What you are asked to do:
Reproduce the data exactly.

The records:
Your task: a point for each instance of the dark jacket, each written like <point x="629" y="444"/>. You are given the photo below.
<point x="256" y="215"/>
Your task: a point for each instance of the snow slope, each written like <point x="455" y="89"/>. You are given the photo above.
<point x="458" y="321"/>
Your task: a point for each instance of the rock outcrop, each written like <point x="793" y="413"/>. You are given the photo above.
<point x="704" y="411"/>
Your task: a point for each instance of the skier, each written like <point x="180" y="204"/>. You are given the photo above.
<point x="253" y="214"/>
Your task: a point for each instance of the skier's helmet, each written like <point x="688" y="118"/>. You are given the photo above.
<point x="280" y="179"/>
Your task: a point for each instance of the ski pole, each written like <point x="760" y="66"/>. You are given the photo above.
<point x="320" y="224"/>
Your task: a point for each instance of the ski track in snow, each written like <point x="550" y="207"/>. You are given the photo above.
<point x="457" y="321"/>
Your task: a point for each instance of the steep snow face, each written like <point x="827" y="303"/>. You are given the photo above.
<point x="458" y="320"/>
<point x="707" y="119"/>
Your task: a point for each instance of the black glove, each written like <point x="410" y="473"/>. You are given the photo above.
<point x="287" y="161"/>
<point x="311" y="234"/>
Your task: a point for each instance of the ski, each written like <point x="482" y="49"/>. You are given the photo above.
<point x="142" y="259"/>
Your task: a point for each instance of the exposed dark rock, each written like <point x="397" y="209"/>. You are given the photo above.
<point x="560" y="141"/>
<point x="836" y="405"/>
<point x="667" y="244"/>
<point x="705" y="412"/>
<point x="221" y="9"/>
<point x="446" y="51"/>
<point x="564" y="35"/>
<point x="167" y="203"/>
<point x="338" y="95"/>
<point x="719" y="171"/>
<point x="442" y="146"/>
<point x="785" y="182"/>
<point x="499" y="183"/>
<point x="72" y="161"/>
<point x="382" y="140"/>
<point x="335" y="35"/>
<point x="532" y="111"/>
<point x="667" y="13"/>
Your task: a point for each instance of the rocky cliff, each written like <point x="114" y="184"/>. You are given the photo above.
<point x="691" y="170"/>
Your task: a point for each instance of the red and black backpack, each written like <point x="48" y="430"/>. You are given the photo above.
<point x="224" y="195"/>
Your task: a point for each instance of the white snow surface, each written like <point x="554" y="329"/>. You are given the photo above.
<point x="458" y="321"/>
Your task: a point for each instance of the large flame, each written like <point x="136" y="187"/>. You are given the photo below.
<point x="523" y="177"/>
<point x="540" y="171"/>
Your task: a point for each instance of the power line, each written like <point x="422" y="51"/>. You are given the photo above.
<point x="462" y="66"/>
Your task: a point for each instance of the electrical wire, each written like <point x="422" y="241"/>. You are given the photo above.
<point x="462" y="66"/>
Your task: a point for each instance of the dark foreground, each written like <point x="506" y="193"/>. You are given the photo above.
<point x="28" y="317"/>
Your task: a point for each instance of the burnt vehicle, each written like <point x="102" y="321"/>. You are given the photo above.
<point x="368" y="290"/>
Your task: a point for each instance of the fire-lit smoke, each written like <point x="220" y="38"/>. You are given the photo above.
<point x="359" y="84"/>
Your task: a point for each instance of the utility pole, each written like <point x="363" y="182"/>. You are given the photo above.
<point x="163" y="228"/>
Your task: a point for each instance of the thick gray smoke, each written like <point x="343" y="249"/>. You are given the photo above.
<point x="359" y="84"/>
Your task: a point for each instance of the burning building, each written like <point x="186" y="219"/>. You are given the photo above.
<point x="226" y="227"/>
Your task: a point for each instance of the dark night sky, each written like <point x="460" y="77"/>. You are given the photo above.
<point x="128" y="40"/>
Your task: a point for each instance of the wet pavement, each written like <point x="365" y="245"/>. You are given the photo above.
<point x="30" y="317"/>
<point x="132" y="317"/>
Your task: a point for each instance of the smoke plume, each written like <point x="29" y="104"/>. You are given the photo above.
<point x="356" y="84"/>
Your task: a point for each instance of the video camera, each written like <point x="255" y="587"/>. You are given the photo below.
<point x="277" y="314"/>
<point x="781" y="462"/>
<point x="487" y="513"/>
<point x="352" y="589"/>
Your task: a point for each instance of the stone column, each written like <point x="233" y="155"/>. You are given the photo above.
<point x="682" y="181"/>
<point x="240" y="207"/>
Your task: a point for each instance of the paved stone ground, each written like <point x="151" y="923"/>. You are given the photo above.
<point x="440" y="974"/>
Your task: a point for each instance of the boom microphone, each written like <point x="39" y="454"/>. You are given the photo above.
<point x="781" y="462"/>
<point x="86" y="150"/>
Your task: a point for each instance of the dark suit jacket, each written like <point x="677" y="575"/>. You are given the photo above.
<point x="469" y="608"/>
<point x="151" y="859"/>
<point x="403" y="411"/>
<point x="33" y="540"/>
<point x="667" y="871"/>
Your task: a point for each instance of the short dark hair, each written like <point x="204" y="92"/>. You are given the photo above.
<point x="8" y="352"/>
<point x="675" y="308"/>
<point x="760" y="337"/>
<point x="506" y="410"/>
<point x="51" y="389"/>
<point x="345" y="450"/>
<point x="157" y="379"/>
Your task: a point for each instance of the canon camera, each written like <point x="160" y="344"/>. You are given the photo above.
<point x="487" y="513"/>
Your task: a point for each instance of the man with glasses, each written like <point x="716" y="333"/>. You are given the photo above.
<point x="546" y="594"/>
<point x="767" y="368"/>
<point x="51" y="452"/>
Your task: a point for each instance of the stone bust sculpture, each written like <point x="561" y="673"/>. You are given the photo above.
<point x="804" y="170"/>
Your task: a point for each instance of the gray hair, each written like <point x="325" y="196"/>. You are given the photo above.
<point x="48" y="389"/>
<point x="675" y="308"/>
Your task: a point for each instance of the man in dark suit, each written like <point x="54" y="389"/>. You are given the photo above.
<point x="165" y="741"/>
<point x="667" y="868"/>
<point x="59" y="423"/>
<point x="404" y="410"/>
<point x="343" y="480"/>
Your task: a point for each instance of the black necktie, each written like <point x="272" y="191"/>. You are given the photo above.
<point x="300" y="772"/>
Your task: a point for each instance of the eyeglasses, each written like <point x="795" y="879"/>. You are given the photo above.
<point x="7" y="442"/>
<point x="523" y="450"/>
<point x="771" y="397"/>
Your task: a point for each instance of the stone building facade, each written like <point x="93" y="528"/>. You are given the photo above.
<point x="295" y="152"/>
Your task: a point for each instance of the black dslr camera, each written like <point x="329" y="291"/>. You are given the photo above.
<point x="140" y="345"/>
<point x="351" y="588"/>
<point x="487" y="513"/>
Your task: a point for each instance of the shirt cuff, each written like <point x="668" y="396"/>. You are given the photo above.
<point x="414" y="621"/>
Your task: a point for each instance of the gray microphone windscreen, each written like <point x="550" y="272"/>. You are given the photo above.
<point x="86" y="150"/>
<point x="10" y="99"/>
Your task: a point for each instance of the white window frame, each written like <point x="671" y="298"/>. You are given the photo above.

Output of the exercise:
Your task: a point for each instance of the dark jacket, each written like <point x="629" y="444"/>. You are given the photo below.
<point x="256" y="215"/>
Your task: a point for each instance of the snow slope, each written like <point x="455" y="89"/>. You are given the photo above.
<point x="458" y="321"/>
Your task: a point for each instance of the rock outcrop, each written like <point x="793" y="413"/>. You are given the photo above.
<point x="704" y="411"/>
Your task: a point for each instance of the skier, each written like <point x="180" y="204"/>. You are given the photo above.
<point x="253" y="214"/>
Your task: a point for each instance of the skier's helmet, each written like <point x="688" y="118"/>. You are given the photo above.
<point x="280" y="179"/>
Your task: a point for each instance of the ski pole, each written like <point x="760" y="66"/>. You are given the photo above.
<point x="320" y="224"/>
Your task: a point for each instance of the ski track in snow, each written like <point x="550" y="207"/>. You are given the photo above.
<point x="457" y="321"/>
Your task: a point for each instance of the steep snow face, each written like <point x="827" y="303"/>. You are given the photo above.
<point x="458" y="320"/>
<point x="707" y="119"/>
Your task: a point for each instance of the black glove, each written like <point x="410" y="473"/>. You are given the photo above.
<point x="287" y="161"/>
<point x="311" y="234"/>
Your task: a point for each instance of the ski, each written like <point x="482" y="49"/>. You are given the photo above.
<point x="142" y="259"/>
Your task: a point for each instance of the exposed dark rock, each written like <point x="397" y="209"/>. You are given the photo above.
<point x="560" y="141"/>
<point x="836" y="405"/>
<point x="667" y="244"/>
<point x="705" y="412"/>
<point x="221" y="9"/>
<point x="446" y="51"/>
<point x="564" y="35"/>
<point x="167" y="203"/>
<point x="338" y="95"/>
<point x="719" y="171"/>
<point x="442" y="146"/>
<point x="785" y="182"/>
<point x="499" y="183"/>
<point x="72" y="161"/>
<point x="382" y="140"/>
<point x="335" y="35"/>
<point x="532" y="111"/>
<point x="667" y="13"/>
Your task: a point for each instance of the rocky cliff, each written like <point x="114" y="184"/>. You are given the photo above.
<point x="691" y="170"/>
Your task: a point for each instance of the red and black backpack, each written like <point x="48" y="430"/>. You are given the photo above.
<point x="224" y="195"/>
Your task: a point for each instance of the white snow surface, each written like <point x="554" y="329"/>. You are given the photo above.
<point x="458" y="321"/>
Your task: a point for each instance of the large flame, each written like <point x="136" y="187"/>. You are given the photo below.
<point x="523" y="177"/>
<point x="540" y="171"/>
Your task: a point for each instance of the power line, each written like <point x="422" y="51"/>. You are given the photo above.
<point x="462" y="66"/>
Your task: a point for each instance of the electrical wire, each written like <point x="422" y="241"/>. You are given the photo above.
<point x="462" y="66"/>
Your task: a point for each instance of the dark foreground, each written like <point x="506" y="193"/>. You are given the photo above.
<point x="28" y="317"/>
Your task: a point for each instance of the burnt vehicle, each written like <point x="102" y="321"/>. You are given the photo above.
<point x="368" y="290"/>
Your task: a point for each instance of the fire-lit smoke, each written like <point x="220" y="38"/>. You are given the photo above.
<point x="359" y="84"/>
Your task: a point for each instance of the utility pole, each written like <point x="363" y="182"/>. You are given the photo above.
<point x="163" y="228"/>
Your task: a point for each instance of the thick gray smoke, each written like <point x="343" y="249"/>. You are given the photo above.
<point x="359" y="84"/>
Your task: a point for each instance of the burning building, each written like <point x="186" y="219"/>. You are given the photo above.
<point x="226" y="227"/>
Your task: a point for each instance of the dark night sky, each written like <point x="460" y="77"/>. You are given the photo above.
<point x="128" y="40"/>
Your task: a point for each instance of the wet pavement, each written like <point x="365" y="245"/>. You are given the photo above.
<point x="30" y="317"/>
<point x="132" y="317"/>
Your task: a point for each instance of the smoke plume, each written like <point x="29" y="104"/>. You are given the photo above.
<point x="356" y="84"/>
Your task: a point for each instance of the video camera, each written like <point x="255" y="587"/>. You are given the photo below.
<point x="277" y="314"/>
<point x="781" y="462"/>
<point x="487" y="513"/>
<point x="352" y="589"/>
Your task: a point for each instance of the stone column, each written like <point x="233" y="155"/>. You are given the photo above.
<point x="682" y="181"/>
<point x="240" y="207"/>
Your task: a point for each instance of the paved stone ground, each written like <point x="151" y="923"/>. You are given the photo above.
<point x="440" y="974"/>
Your task: a point for each instance of the boom microphone, each written like <point x="39" y="454"/>. You are given the photo above.
<point x="781" y="462"/>
<point x="86" y="150"/>
Your task: a point for each instance of the dark suit jacket, each written like <point x="677" y="575"/>. You are given the photo above.
<point x="469" y="608"/>
<point x="151" y="859"/>
<point x="403" y="411"/>
<point x="33" y="540"/>
<point x="667" y="871"/>
Your task: a point for each instance of the short dark hair, each written like <point x="204" y="92"/>. You are given the photo above.
<point x="8" y="352"/>
<point x="675" y="308"/>
<point x="760" y="337"/>
<point x="506" y="410"/>
<point x="51" y="389"/>
<point x="345" y="450"/>
<point x="157" y="379"/>
Your task: a point for each instance of the canon camera, each written like <point x="160" y="344"/>. You are given the photo above.
<point x="487" y="513"/>
Your task: a point for each instance of the man with glasses, each written like <point x="716" y="333"/>. You are given the photo above.
<point x="546" y="594"/>
<point x="767" y="368"/>
<point x="51" y="452"/>
Your task: a point for each instance of the stone bust sculpture, each written like <point x="561" y="673"/>. You are given the photo above.
<point x="804" y="170"/>
Your task: a point for each instance of the gray hair, each written like <point x="325" y="196"/>. You are given the photo above.
<point x="48" y="389"/>
<point x="675" y="308"/>
Your task: a point for each instance of the man in dark suit, each written like <point x="54" y="389"/>. You are given the photo above.
<point x="165" y="741"/>
<point x="667" y="868"/>
<point x="59" y="423"/>
<point x="404" y="410"/>
<point x="343" y="480"/>
Your task: a point for each instance of the black necktie, each written like <point x="272" y="191"/>. You are given the photo above.
<point x="300" y="772"/>
Your task: a point for each instance of the eyeglasses, each written like <point x="795" y="879"/>. You are given the photo above.
<point x="7" y="442"/>
<point x="523" y="450"/>
<point x="771" y="397"/>
Your task: a point for each instance of the stone building facade, each written like <point x="93" y="528"/>. You are given the photo above.
<point x="295" y="152"/>
Your task: a point for each instance of the black dslr camera, each written like <point x="329" y="291"/>. You are given the photo above.
<point x="140" y="345"/>
<point x="351" y="588"/>
<point x="487" y="513"/>
Your task: a point for each instance of the shirt cuff, each written like <point x="668" y="396"/>. You are given the photo above.
<point x="414" y="621"/>
Your task: a point for each instance of the gray microphone windscreen, each written like <point x="550" y="272"/>. You are given the photo above.
<point x="86" y="150"/>
<point x="10" y="99"/>
Your task: a point for each instance of the white window frame, each written like <point x="671" y="298"/>. You are given the photo above.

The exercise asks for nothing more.